▸ DATASET RECORDS
____________________

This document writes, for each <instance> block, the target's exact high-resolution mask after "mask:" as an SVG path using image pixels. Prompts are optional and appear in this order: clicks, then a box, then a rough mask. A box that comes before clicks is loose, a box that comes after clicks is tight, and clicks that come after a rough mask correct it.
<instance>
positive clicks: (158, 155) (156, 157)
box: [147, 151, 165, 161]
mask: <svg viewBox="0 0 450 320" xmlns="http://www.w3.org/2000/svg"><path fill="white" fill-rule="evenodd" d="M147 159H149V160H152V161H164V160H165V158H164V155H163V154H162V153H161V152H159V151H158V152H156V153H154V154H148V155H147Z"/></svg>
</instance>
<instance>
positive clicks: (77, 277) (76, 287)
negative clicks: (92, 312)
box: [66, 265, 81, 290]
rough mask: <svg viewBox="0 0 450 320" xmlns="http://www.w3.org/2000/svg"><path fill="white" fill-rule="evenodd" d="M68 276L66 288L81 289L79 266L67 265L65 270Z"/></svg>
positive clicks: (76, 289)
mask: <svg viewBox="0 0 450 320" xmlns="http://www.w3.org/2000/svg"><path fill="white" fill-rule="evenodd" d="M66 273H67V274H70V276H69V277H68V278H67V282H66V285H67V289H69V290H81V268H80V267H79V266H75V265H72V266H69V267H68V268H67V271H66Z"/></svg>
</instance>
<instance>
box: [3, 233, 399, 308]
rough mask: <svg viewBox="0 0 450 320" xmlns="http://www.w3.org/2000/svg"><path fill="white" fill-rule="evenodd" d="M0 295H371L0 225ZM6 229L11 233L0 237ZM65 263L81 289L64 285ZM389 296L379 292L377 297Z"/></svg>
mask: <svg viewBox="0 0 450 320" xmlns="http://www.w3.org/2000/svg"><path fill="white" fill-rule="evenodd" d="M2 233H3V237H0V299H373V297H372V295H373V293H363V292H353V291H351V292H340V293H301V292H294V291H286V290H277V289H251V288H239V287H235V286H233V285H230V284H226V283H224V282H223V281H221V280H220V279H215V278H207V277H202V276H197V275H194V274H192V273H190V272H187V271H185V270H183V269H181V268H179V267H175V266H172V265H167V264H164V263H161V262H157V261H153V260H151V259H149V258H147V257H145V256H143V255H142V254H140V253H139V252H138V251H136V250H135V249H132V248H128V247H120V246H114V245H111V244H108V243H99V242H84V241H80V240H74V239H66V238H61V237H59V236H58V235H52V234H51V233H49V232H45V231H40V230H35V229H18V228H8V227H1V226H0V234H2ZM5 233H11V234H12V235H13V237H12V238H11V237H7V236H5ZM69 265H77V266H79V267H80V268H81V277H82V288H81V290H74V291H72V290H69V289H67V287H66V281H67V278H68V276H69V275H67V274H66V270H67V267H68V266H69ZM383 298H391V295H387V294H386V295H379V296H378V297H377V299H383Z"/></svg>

____________________

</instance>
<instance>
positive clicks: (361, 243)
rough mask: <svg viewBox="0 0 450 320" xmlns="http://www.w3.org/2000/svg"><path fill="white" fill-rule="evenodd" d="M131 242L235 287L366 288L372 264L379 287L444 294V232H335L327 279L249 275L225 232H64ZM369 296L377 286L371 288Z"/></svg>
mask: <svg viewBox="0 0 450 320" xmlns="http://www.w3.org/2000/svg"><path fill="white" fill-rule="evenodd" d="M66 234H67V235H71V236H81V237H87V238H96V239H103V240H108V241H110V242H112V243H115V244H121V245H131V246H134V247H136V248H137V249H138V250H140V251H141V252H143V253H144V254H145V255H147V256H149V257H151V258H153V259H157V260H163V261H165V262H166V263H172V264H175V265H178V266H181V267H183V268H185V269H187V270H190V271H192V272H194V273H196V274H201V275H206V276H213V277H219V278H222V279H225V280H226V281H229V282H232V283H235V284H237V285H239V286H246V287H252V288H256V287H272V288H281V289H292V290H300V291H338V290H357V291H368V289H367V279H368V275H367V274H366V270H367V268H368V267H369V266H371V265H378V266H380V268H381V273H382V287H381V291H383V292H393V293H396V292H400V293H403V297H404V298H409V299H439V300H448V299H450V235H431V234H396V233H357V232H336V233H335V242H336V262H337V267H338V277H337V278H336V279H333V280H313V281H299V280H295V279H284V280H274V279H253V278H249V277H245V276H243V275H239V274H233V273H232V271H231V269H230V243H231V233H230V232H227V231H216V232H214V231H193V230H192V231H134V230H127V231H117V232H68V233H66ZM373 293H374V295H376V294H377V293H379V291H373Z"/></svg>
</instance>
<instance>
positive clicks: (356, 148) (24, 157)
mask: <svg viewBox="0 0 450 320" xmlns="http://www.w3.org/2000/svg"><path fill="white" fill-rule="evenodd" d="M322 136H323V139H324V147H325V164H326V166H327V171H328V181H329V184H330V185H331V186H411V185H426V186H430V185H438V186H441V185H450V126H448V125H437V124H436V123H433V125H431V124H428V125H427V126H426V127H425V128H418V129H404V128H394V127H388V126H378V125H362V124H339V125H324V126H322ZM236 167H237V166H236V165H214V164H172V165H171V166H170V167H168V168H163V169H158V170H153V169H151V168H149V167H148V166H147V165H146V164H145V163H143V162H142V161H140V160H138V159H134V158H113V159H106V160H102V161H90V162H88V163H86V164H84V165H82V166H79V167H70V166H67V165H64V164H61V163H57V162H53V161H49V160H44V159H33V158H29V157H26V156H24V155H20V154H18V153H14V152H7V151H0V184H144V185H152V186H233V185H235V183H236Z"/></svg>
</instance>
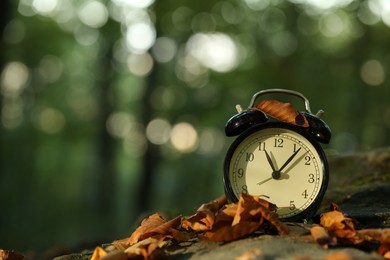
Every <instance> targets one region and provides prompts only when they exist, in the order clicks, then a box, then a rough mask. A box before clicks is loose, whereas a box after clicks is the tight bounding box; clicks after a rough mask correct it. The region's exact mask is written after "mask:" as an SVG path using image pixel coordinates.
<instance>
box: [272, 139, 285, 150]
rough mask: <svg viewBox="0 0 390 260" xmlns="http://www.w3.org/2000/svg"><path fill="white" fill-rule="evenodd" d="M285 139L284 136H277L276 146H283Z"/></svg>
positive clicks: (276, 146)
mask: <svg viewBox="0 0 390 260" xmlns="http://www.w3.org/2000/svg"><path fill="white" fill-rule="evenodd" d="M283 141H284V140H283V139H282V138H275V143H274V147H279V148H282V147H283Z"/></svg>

____________________

Copy out only the lines of the records above from the one with "276L66 288L81 289L79" through the one with "box: [3, 233, 399, 308]", exactly as they stand, both included.

▸ EXPECTED ANSWER
rough mask: <svg viewBox="0 0 450 320" xmlns="http://www.w3.org/2000/svg"><path fill="white" fill-rule="evenodd" d="M68 276L66 288L81 289L79 266L67 265L65 270Z"/></svg>
positive clicks: (76, 289)
mask: <svg viewBox="0 0 450 320" xmlns="http://www.w3.org/2000/svg"><path fill="white" fill-rule="evenodd" d="M66 273H67V274H70V276H69V277H68V278H67V282H66V285H67V289H69V290H81V268H80V267H79V266H75V265H72V266H69V267H68V268H67V271H66Z"/></svg>
</instance>
<instance>
box: [3, 233, 399, 308]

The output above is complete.